● To do: Every record below should be printed exactly as given.

● Records for this exercise:

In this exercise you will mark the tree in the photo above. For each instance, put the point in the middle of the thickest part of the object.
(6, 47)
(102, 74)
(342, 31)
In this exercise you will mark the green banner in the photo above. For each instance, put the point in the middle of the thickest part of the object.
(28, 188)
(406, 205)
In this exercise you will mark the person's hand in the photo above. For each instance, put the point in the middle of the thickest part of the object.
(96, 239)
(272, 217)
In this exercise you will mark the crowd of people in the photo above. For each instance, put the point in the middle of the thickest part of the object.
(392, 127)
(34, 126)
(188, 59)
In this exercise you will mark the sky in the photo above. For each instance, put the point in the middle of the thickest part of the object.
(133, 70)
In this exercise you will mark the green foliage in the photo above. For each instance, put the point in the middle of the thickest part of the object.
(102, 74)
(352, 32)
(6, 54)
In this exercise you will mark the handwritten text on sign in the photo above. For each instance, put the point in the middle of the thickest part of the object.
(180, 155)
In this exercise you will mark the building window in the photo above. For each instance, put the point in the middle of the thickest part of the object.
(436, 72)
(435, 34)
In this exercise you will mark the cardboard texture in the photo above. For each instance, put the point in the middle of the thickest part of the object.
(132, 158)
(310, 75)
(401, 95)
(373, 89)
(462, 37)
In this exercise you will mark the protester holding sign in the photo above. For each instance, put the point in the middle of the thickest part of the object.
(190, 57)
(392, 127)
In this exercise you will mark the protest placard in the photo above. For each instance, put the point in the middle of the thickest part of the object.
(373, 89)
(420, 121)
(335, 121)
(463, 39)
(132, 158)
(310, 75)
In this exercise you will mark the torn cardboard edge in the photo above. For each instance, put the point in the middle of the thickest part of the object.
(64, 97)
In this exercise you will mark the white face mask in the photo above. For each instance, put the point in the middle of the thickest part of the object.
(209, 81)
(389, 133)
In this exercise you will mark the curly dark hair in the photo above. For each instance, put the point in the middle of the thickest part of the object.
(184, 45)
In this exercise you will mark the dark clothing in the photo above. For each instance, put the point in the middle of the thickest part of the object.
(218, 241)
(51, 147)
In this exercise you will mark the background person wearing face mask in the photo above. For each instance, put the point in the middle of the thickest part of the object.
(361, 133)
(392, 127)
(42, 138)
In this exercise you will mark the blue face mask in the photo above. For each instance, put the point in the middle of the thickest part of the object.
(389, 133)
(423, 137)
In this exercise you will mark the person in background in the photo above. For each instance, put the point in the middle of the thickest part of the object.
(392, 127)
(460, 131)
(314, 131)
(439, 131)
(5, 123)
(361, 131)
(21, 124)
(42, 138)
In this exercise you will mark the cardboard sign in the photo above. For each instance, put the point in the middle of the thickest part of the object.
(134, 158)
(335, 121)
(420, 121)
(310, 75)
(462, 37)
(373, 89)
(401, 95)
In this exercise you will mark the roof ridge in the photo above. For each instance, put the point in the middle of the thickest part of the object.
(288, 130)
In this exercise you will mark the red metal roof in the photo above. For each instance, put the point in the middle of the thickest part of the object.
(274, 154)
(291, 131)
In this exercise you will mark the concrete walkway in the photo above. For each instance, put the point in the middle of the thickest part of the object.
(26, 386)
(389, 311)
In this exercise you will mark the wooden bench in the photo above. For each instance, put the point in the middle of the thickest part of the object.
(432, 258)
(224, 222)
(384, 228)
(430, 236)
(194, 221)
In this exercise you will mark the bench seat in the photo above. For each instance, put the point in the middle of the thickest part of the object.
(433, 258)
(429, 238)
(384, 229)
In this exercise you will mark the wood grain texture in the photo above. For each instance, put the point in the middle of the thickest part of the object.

● Worked answer:
In this exercise you will mark the tree in the photo above. For each instance, put the point in the middle of the thickest part of the object.
(6, 47)
(102, 74)
(342, 31)
In this exercise you will mark the green banner in the photo above. For each instance, put the point in the middle of the thickest part of the object.
(28, 188)
(406, 205)
In this exercise you will mark the person's hand in the photo above. For each instance, put the point in the middle of the thickest part of the object.
(96, 239)
(272, 217)
In this exercise you will mark the crowd of people in the photo above. For each instance, put the point in the middle of the thickest part of the object.
(392, 127)
(34, 126)
(188, 59)
In this exercise you will mark the sky in the photo above. For each instance, put the point in the middle of the thickest part of the object.
(133, 70)
In this exercise you will mark the green foliage in the photo above. For each instance, put the point in the middle of the thickest part of the object.
(102, 74)
(352, 32)
(6, 54)
In this exercise you will mark the handwritten text on sign in the photo above. For each instance, put the point in the middle of the thickest part of the object.
(180, 155)
In this exercise you will mark the building window in the photo above. For each instance, put the point in the middle of the thickest part of the object.
(436, 72)
(435, 34)
In this exercise you will mark the cardboard texture in the photo above. For each instance, put the point in the middle of the thickest part of the object.
(132, 158)
(310, 75)
(401, 95)
(373, 89)
(462, 37)
In this exercise you will mark the protester holding sign in the photo above. For each instance, put the point in the middle of the thickest part of the object.
(190, 57)
(392, 127)
In this exercise you will mark the protest placard in the photo above. For each instance, put the point in the middle of the thickest part of the object.
(373, 89)
(420, 121)
(335, 121)
(463, 39)
(132, 158)
(310, 75)
In this exercise you will mark the torn cardboard edge in the photo above. For each instance, put the point in the middle of the thickest part of the object.
(64, 97)
In this exercise you will mark the white face mask in the photo above. For each instance, put the point in the middle of the thickest part of the object.
(209, 81)
(389, 133)
In this exercise you will mark the curly dark hair in the photo above. For each instance, put the point in the middle of the thickest part of the object.
(184, 45)
In this exercise you will mark the dark clothing in the photo above. For each instance, put the point in the middle of the thickest part of the object.
(218, 241)
(51, 147)
In this exercise you will mark the background person wearing face mask in the photo above. For each instance, put the point in the middle of the thickest part of the object.
(361, 133)
(392, 127)
(42, 138)
In this exercise you will mark the blue face mask in the photo above. For each instance, put the point in the middle of the thickest part of the object.
(389, 133)
(423, 137)
In this exercise you will mark the person in background in the photo above. For each instance, put the point in the middle of the thickest part of the object.
(392, 127)
(460, 131)
(314, 131)
(439, 131)
(5, 123)
(361, 131)
(21, 124)
(42, 138)
In this exercise you will mark the cardboard sign in the photo above. For each instance, put the point in the middle of the thickest part of the object.
(134, 158)
(335, 121)
(420, 121)
(310, 75)
(462, 37)
(373, 89)
(401, 95)
In this exercise you will mark the roof ridge in the photo above. For each instance, put the point in the middle of the thickest part of the object.
(288, 130)
In this exercise you will mark the red metal roof in the photo above. For each instance, put the point in the middle of the thickest part of the object.
(274, 154)
(291, 131)
In this exercise you will mark the concrete walkway in the photo above. For each instance, put the point in the middle of the thickest part of the object.
(26, 386)
(389, 311)
In this exercise you will mark the wooden bench in the photo above. For each instance, put the point in the middle of the thickest part of the object.
(432, 258)
(224, 222)
(384, 228)
(430, 236)
(194, 221)
In this exercise you will mark the bench seat in the photo above. For each instance, put the point in the middle of the thickest part of the object.
(433, 258)
(429, 238)
(384, 229)
In this exercise you will mark the wood grain texture in the photo above. For each instance, put the point in the middle of the thickest part of the object.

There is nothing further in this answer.